___ Texto do exercício ___
#09 - LUGARES

Pessoas que são famílias de acolhimento de idosos, que trabalham em lares, em centros de dia, que fazem apoio domiciliário... são pessoas que me merecem uma profunda admiração. Cuidar dos nossos velhos já não é fácil, mas cuidar dos velhos dos outros é de uma abnegação, de um altruísmo e de uma capacidade de amar o próximo que eu não sou capaz de medir em palavras.

A minha avó não teve uma vida fácil. Ficou viúva aos 29 anos, com uma filha de dois nos braços e toda uma vida solitária pela frente. Cresceu no tempo em que as mulheres eram de um homem só e sempre manteve a máxima de que "Se Deus me quisesse com um homem, não me tirava o meu.". Durante toda a vida carregou às costas a mágoa que desde aí lhe ficou, cultivou no peito a angústia da morte e sofreu-a sozinha. Pouco ou nada fala sobre o assunto. Nunca falou. A fotografia do casamento, a única que conheço dos dois, esteve escondida por trás das outras anos e anos. A cabeça começou a falhar, a doença começou a tomar conta dela, aliou-se à mágoa e veio uma ruindade profunda mas nada planeada.
___
• **Perguntas a responder**:
1. No texto sobre a avó e o cuidado de idosos, com que idade ficou viúva a avó?
2. Traduza para inglês a frase "A minha avó não teve uma vida fácil.", retirada do texto sobre a avó e o cuidado de idosos.
3. Prossiga o texto sobre a avó e o cuidado de idosos a partir da última frase apresentada.
Os registos não têm qualquer relação com o texto sobre a avó e o cuidado de idosos.
___ Registos de dados ___
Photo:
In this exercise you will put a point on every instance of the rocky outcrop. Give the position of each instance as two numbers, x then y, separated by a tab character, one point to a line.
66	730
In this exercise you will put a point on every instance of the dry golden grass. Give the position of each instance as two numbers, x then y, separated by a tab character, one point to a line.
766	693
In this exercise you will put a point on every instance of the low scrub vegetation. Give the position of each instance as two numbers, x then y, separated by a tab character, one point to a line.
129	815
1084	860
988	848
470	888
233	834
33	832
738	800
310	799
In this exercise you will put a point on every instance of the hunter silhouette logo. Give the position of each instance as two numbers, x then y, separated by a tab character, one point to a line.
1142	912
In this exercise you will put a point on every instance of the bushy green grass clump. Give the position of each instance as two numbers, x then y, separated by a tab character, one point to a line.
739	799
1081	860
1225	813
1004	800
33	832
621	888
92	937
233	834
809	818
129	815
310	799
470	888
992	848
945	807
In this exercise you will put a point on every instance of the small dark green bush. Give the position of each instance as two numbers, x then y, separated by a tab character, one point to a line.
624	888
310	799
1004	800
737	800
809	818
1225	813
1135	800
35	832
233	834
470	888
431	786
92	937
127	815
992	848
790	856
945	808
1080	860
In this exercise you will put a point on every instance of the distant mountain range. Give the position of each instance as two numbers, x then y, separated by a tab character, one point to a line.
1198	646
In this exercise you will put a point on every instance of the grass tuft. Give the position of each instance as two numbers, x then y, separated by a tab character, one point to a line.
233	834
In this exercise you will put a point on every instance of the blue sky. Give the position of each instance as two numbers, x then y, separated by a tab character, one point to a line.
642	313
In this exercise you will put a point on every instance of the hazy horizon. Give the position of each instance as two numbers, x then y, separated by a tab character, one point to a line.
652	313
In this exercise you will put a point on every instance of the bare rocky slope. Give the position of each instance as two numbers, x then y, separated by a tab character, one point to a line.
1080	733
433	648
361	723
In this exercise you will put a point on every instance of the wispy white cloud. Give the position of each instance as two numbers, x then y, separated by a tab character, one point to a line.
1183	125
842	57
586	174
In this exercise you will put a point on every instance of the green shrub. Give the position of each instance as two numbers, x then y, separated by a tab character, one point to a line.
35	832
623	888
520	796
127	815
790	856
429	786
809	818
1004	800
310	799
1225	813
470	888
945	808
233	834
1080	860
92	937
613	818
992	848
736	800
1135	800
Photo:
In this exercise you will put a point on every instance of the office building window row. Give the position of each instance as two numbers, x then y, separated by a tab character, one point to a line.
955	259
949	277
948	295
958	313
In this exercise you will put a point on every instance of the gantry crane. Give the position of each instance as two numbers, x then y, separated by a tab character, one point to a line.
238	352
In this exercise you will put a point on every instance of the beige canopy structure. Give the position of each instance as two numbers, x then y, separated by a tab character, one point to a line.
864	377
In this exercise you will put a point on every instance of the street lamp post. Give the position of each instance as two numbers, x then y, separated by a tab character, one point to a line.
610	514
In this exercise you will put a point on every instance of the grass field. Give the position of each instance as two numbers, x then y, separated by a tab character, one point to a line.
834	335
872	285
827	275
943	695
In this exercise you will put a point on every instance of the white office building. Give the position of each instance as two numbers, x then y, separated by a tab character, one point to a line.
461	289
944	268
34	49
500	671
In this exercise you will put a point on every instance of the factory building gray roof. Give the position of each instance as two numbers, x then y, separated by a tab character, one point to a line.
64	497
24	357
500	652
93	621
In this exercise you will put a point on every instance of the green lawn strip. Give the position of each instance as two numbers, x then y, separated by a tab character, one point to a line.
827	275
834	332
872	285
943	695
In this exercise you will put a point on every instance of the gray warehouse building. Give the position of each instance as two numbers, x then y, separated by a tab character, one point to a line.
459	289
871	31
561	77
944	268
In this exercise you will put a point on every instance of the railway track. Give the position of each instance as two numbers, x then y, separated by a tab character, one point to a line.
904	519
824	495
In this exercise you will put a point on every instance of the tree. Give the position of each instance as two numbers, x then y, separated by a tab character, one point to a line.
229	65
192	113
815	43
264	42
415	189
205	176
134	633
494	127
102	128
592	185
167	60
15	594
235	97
___
• **Respostas por tarefa**:
1. Aos 29 anos.

2. My grandmother did not have an easy life.

3.
Nos olhos da minha avó só se via tristeza e maldade. Deixou de tomar conta de si, do seu corpo, das suas atitudes. Mas a cabeça, essa, estava sempre a funcionar, sempre a artilhar esquemas, a alimentar ideias sem fundamento e a aumentar o egoísmo, um egoísmo duro de quem não sabe já o que esperar do que lhe resta da vida. Moeu-nos a cabeça. Fez-nos perder a paciência. Chorámos muitas vezes, praguejámos outras tantas, desesperámos. Tínhamos chegado ao fim da linha. Decidimos levá-la ao psiquiatra. Toda a rua ficou a saber. Pela boca dela queríamos interná-la, livrar-nos dela. Depois disto tudo se foi enrolando como uma bola de neve. O Parkinson a crescer, as células cerebrais a morrer junto com a capacidade que tínhamos inicialmente para dar resposta a tudo o que ela precisava. Já nada era solução. E a decisão mais difícil foi tomada. Um lar era a melhor opção. Não queríamos despejá-la. Queríamos que alguém pudesse tomar conta dela, todo o dia, todos os dias, que nada lhe faltasse e que ela estivesse bem.  Seguiu-se uma busca louca por um sítio acessível e com condições. Não é fácil, há muitos lares, mas uns têm filas de espera de anos, outros servem apenas para os ricos e os que têm preço baixo e lugares disponíveis, na maior parte das vezes, são garagens ou sótãos que têm tudo menos a dignidade que o fim da vida merece.

Há pouco mais de dois anos descobrimos a nova casa da minha avó. Um sítio com pessoas amistosas, com muito jeito para as pessoas e com um profundo amor pelo que fazem. Há pouco mais de dois anos escolhemos o lar da minha avó.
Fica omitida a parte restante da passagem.